Дневники казачьих офицеров - Михаил Фостиков
Шрифт:
Интервал:
Закладка:
— Сейчас идут большие дебаты в Раде о создании своей Кубанской армии. Мне, как Походному Атаману, хотелось бы знать по этому вопросу мнение господ офицеров. Как вы все на это смотрите?
Если бы наблюдательный человек посмотрел тогда в окно, как подтянуто стояли все офицеры перед своим Походным Атаманом в положении «смирно» и… не дыша — то он сразу определил бы, что никто из них, не только что в силу молодости лет некоторых, но в силу особенного воинского воспитания, запрещающего рассуждать перед высшим начальством, — никто из них ничего не ответит по существу на этот очень большой политический вопрос. Это был, конечно, вопрос политический, а не военный. И не строевым офицерам, да еще молодым, было решать его.
Если бы можно было резко, бритвой, разрезать их сердца и заглянуть в них, то можно было точно прочесть: «Да! Надо! Надо иметь свою Кубанскую армию!»
Генерал Науменко спросил и ждал ответа. Мы все молчали.
— Так как же, господа? — переспросил Науменко.
Полковник Миронов по-штатски развел руками и сказал «что-то» в пользу создания Кубанской армии, но окончательно резюмировать отказался. Молчал и генерал Данилов, молчал и полковник Гамалий, молчал и я, полковник Елисеев. Зачем скрывать это, 42 года спустя, исповедуясь теперь?
Не дождавшись ответа, генерал Науменко пояснил всем нам, что «по существу дела — кубанцы должны иметь свою армию, как вот имеют донцы, но это трудно… И нам мешает в этом главное командование. Почему, чтобы не ошибиться, я и опрашиваю всех», — закончил он, Походный Атаман генерал Науменко.

**Короткая задача 1:** Кто в фрагменте для чтения по-штатски развел руками и высказался в пользу создания Кубанской армии, но отказался окончательно резюмировать?
**Короткая задача 2:** Подсчитайте, в скольких строках листинга встречается строка "distant", с учетом регистра. Укажите только число.

**Предоставленный листинг:**
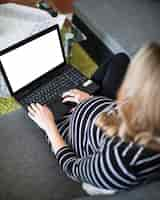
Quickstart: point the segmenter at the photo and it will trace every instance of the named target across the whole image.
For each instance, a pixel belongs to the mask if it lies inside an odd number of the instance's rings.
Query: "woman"
[[[64,102],[80,104],[58,124],[40,104],[29,106],[29,116],[69,177],[104,193],[126,190],[160,169],[159,76],[160,45],[150,43],[131,61],[116,102],[71,90]]]

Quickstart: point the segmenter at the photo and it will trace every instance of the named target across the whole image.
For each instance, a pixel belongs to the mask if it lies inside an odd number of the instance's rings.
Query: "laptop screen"
[[[0,56],[0,60],[13,92],[18,91],[64,63],[58,30]]]

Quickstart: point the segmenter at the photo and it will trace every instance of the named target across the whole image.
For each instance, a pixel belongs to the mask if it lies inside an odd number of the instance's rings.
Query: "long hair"
[[[129,64],[117,95],[118,113],[101,113],[96,125],[160,151],[160,44],[141,48]]]

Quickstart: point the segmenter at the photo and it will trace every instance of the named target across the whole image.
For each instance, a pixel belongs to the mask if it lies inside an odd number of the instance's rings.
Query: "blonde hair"
[[[101,113],[96,125],[108,135],[118,135],[160,151],[160,44],[141,48],[129,64],[118,92],[118,114]],[[119,103],[118,103],[119,104]]]

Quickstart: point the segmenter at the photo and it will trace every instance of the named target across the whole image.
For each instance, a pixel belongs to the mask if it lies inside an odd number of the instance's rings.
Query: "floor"
[[[33,2],[33,1],[32,1]],[[30,3],[32,3],[30,1]],[[67,17],[71,19],[72,14],[67,14]],[[62,37],[65,32],[70,31],[64,25],[62,29]],[[88,54],[80,47],[78,43],[75,43],[72,47],[72,57],[70,59],[70,63],[74,65],[77,69],[79,69],[83,74],[87,77],[91,77],[91,75],[96,70],[96,64],[93,60],[88,56]],[[83,61],[83,62],[82,62]],[[6,114],[8,112],[14,111],[20,108],[20,105],[15,102],[12,97],[2,98],[0,97],[0,114]]]

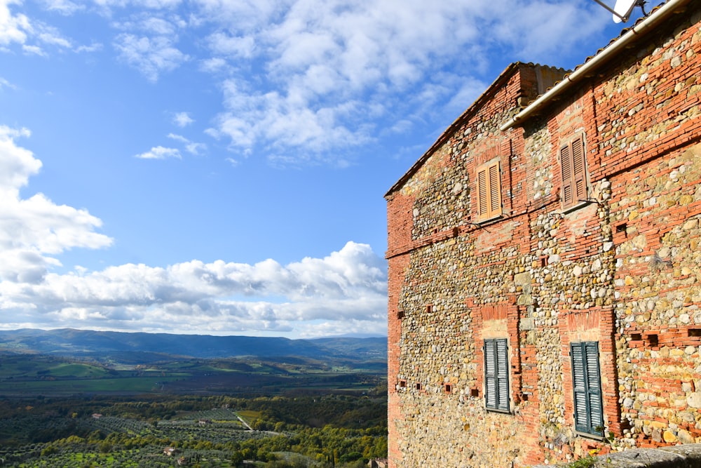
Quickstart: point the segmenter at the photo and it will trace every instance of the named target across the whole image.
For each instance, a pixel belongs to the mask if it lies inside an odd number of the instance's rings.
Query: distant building
[[[701,441],[700,116],[701,1],[669,0],[508,67],[391,187],[389,467]]]

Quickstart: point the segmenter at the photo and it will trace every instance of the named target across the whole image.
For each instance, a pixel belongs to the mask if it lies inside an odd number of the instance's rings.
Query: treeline
[[[245,430],[238,414],[254,430]],[[2,466],[27,468],[176,462],[233,467],[244,460],[271,468],[361,467],[386,457],[386,387],[367,394],[250,399],[3,399],[0,446]],[[165,448],[172,453],[164,454]]]

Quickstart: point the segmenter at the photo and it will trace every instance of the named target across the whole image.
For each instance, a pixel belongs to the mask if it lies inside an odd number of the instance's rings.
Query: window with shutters
[[[484,402],[487,409],[509,410],[509,359],[505,338],[484,340]]]
[[[572,343],[570,345],[570,354],[572,357],[575,429],[601,436],[604,409],[599,368],[599,343],[595,341]]]
[[[477,220],[501,215],[501,174],[499,161],[477,168]]]
[[[584,140],[580,136],[560,148],[562,206],[574,206],[587,199],[587,168]]]

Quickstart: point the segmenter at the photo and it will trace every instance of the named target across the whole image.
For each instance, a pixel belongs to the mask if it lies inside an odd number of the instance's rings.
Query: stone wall
[[[389,466],[701,442],[700,3],[502,132],[556,74],[510,67],[386,195]],[[587,196],[563,209],[559,150],[578,136]],[[496,158],[503,214],[478,223],[475,171]],[[484,406],[495,337],[508,413]],[[574,430],[580,341],[599,343],[606,443]]]

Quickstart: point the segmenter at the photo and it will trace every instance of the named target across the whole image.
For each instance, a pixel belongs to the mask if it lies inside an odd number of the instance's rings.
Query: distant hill
[[[180,356],[215,359],[303,357],[353,361],[387,359],[386,337],[283,337],[123,333],[60,328],[0,330],[0,351],[91,357]]]

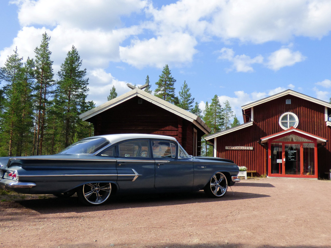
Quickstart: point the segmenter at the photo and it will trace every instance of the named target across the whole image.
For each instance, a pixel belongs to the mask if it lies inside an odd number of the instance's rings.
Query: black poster
[[[297,161],[297,151],[296,150],[288,151],[287,160],[289,161]]]

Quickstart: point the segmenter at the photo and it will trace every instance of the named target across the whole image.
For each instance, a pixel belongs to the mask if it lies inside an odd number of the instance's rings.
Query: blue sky
[[[331,96],[328,0],[3,0],[0,21],[0,66],[46,31],[56,75],[73,45],[97,105],[148,75],[155,89],[166,64],[177,94],[184,80],[201,108],[217,94],[241,123],[241,106],[288,89]]]

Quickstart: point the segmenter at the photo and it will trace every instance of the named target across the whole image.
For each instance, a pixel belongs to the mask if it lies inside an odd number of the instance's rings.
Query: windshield
[[[92,154],[110,144],[109,141],[104,138],[84,139],[72,144],[59,153]]]

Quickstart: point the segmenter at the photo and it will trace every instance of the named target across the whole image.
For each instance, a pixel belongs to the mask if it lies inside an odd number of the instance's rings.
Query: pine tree
[[[22,155],[24,141],[32,124],[30,60],[28,59],[24,67],[23,60],[17,47],[0,69],[0,78],[7,83],[3,88],[1,143],[8,148],[10,156]]]
[[[116,89],[115,88],[115,86],[113,85],[110,90],[109,95],[107,97],[107,100],[110,101],[117,97],[117,93],[116,92]]]
[[[54,81],[53,61],[51,60],[51,52],[49,48],[50,37],[46,32],[43,34],[40,46],[34,49],[35,54],[35,72],[36,82],[35,84],[35,123],[33,140],[33,151],[37,155],[42,153],[43,141],[46,126],[46,113],[53,98]]]
[[[194,114],[196,115],[197,115],[201,119],[202,119],[202,111],[199,107],[199,104],[197,101],[195,102],[195,105],[191,111],[192,114]]]
[[[207,125],[212,130],[212,133],[217,133],[221,130],[224,125],[224,117],[222,106],[217,94],[212,99],[207,117],[209,119]]]
[[[224,129],[227,129],[231,127],[231,119],[233,117],[233,111],[230,105],[230,102],[226,100],[223,103],[224,107],[223,111],[224,119]]]
[[[184,81],[183,86],[180,87],[180,91],[179,92],[179,103],[177,105],[178,107],[188,111],[192,111],[193,109],[193,103],[194,102],[194,98],[192,97],[192,95],[190,93],[190,88]]]
[[[7,134],[5,138],[8,140],[8,155],[10,156],[13,155],[14,133],[20,124],[19,88],[23,76],[23,58],[20,57],[17,47],[14,51],[14,54],[8,56],[5,66],[0,69],[1,79],[7,83],[3,88],[5,100],[2,118],[4,121],[4,131]]]
[[[240,122],[237,118],[236,115],[234,115],[234,117],[233,117],[233,121],[231,123],[231,127],[234,127],[237,126],[239,126],[240,125]]]
[[[21,86],[21,120],[20,138],[18,143],[18,155],[30,155],[32,152],[30,144],[33,136],[31,132],[33,126],[32,86],[34,81],[34,62],[28,57],[23,68],[24,75]],[[24,154],[23,154],[23,152]]]
[[[148,84],[148,86],[145,88],[145,91],[147,93],[149,93],[150,94],[152,94],[152,90],[151,90],[151,86],[149,83],[149,77],[148,76],[148,75],[147,75],[147,77],[146,77],[146,81],[145,82],[145,84]]]
[[[175,95],[175,83],[176,80],[171,75],[167,65],[163,68],[162,74],[159,76],[159,81],[155,83],[157,87],[154,95],[172,104],[178,100]]]
[[[57,107],[64,121],[65,147],[72,143],[77,126],[80,124],[78,115],[86,108],[89,79],[85,78],[86,69],[80,69],[82,63],[77,49],[72,46],[58,73]]]

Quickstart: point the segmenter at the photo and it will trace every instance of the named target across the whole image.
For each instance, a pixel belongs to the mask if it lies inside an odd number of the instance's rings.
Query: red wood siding
[[[291,99],[291,104],[286,104]],[[260,138],[283,131],[280,126],[280,116],[291,112],[298,117],[297,128],[326,139],[324,146],[318,146],[318,168],[320,176],[331,167],[331,128],[327,127],[325,107],[296,96],[288,95],[254,107],[253,125],[250,127],[217,137],[217,156],[233,160],[249,170],[260,174],[265,173],[267,157],[265,148],[258,143]],[[225,146],[253,147],[250,150],[226,150]]]

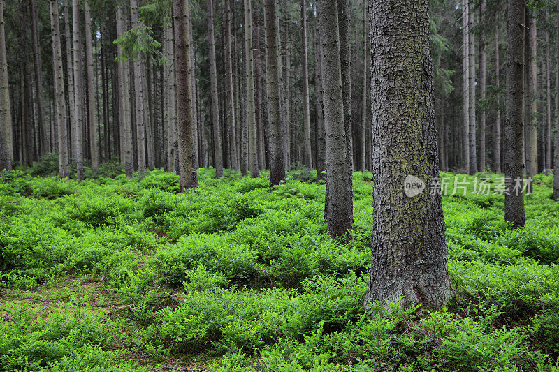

**Решение задачи 1:** Полковник Миронов.

**Решение задачи 2:** 2